* WHAT TO DO *
Copy out the listing below word for word, omitting the pictures.

*** DATA RECORDS ***

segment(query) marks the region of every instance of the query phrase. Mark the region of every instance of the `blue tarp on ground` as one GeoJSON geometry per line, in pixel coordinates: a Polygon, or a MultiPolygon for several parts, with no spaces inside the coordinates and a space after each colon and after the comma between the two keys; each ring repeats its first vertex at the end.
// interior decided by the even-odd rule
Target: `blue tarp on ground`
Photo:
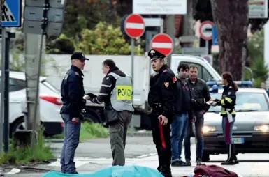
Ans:
{"type": "Polygon", "coordinates": [[[50,171],[42,177],[163,177],[158,171],[154,169],[137,166],[113,166],[105,168],[91,174],[65,174],[57,171],[50,171]]]}

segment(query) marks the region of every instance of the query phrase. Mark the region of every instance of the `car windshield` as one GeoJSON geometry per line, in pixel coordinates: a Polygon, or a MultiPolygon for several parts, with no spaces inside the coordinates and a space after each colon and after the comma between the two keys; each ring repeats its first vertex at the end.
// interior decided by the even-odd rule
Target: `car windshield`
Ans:
{"type": "MultiPolygon", "coordinates": [[[[211,93],[220,100],[222,93],[211,93]]],[[[236,93],[236,111],[269,111],[268,103],[263,93],[236,93]]],[[[221,106],[210,107],[209,112],[219,112],[221,106]]]]}
{"type": "Polygon", "coordinates": [[[49,82],[48,82],[47,80],[43,80],[41,82],[41,83],[45,85],[48,88],[50,89],[51,91],[57,93],[59,93],[59,91],[58,89],[57,89],[55,87],[54,87],[52,84],[50,84],[49,82]]]}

***

* SOLUTION *
segment(query) marks the region of every instance of the query phrase. Mark the region of every instance of the `blue tarp on ground` as one GeoJSON geometry per line, in pixel coordinates: a Polygon, or a MultiPolygon for several parts, with no spaces inside the coordinates and a space after each colon and after the comma between the two keys; each ring repeats its first vertex at the end.
// interior decided by the even-odd rule
Target: `blue tarp on ground`
Photo:
Ans:
{"type": "Polygon", "coordinates": [[[50,171],[42,177],[163,177],[158,171],[154,169],[137,166],[113,166],[105,168],[91,174],[65,174],[57,171],[50,171]]]}

segment(query) marks the region of every instance of the query phrase. Mark the region of every instance of the `car windshield` as one GeoJSON geometry per line, in pixel coordinates: a Polygon, or a MultiPolygon for several parts, with no spaces inside the coordinates and a space after each colon and after the comma between the two keys; each ring repeats its first vertex at the end.
// interior decided by the even-odd rule
Target: `car windshield`
Ans:
{"type": "MultiPolygon", "coordinates": [[[[211,93],[220,100],[222,93],[211,93]]],[[[236,93],[236,111],[269,111],[268,103],[263,93],[236,93]]],[[[221,106],[210,107],[209,112],[219,112],[221,106]]]]}
{"type": "Polygon", "coordinates": [[[49,82],[48,82],[47,80],[43,80],[41,82],[41,83],[45,85],[48,88],[50,89],[51,91],[57,93],[59,93],[59,91],[58,89],[57,89],[55,87],[54,87],[52,84],[50,84],[49,82]]]}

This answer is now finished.